**Work to complete**
Copy out each line in the data below that contains the string "method".

**Given records**
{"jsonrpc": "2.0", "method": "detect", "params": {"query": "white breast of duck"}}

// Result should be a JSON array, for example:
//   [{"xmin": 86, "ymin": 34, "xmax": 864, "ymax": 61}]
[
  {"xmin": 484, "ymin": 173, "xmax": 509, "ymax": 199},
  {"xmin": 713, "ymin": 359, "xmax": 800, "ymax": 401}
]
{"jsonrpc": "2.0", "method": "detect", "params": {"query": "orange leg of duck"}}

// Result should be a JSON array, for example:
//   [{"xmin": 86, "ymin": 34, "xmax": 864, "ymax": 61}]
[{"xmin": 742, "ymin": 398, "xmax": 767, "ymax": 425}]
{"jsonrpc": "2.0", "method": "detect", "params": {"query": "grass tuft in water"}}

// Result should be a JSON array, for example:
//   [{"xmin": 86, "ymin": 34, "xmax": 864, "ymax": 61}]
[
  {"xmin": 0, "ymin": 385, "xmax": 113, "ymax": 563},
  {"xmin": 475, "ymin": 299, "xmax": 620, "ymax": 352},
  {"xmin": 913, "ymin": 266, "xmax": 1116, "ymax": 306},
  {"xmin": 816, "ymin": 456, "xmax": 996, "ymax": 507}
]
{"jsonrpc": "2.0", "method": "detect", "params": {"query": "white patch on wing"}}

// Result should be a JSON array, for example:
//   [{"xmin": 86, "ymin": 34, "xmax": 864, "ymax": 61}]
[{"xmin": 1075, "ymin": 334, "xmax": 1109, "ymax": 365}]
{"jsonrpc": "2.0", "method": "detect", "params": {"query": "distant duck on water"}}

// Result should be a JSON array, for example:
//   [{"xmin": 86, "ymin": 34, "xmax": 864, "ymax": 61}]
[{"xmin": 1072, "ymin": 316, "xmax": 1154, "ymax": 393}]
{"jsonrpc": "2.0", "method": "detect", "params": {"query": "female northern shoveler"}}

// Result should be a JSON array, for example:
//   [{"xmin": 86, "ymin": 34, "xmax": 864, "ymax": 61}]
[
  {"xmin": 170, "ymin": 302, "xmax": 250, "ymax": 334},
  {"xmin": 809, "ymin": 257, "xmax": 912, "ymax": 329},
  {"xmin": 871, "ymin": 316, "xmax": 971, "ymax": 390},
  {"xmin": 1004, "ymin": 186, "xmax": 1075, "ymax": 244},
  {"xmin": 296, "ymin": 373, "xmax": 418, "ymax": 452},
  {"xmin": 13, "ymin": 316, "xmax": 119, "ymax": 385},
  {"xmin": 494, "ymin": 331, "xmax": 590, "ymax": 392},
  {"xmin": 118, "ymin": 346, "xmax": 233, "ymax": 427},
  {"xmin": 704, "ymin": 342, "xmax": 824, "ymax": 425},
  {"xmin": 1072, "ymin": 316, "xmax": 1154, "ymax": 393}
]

**Exercise response**
{"jsonrpc": "2.0", "method": "detect", "params": {"query": "white breast of duck"}}
{"jsonrpc": "2.0", "method": "detect", "params": {"query": "orange leg of duck"}}
{"jsonrpc": "2.0", "method": "detect", "params": {"query": "grass tuft in water"}}
{"jsonrpc": "2.0", "method": "detect", "params": {"query": "white patch on wing"}}
{"jsonrpc": "2.0", "method": "detect", "params": {"query": "distant duck on water"}}
{"jsonrpc": "2.0", "method": "detect", "params": {"query": "female northern shoveler"}}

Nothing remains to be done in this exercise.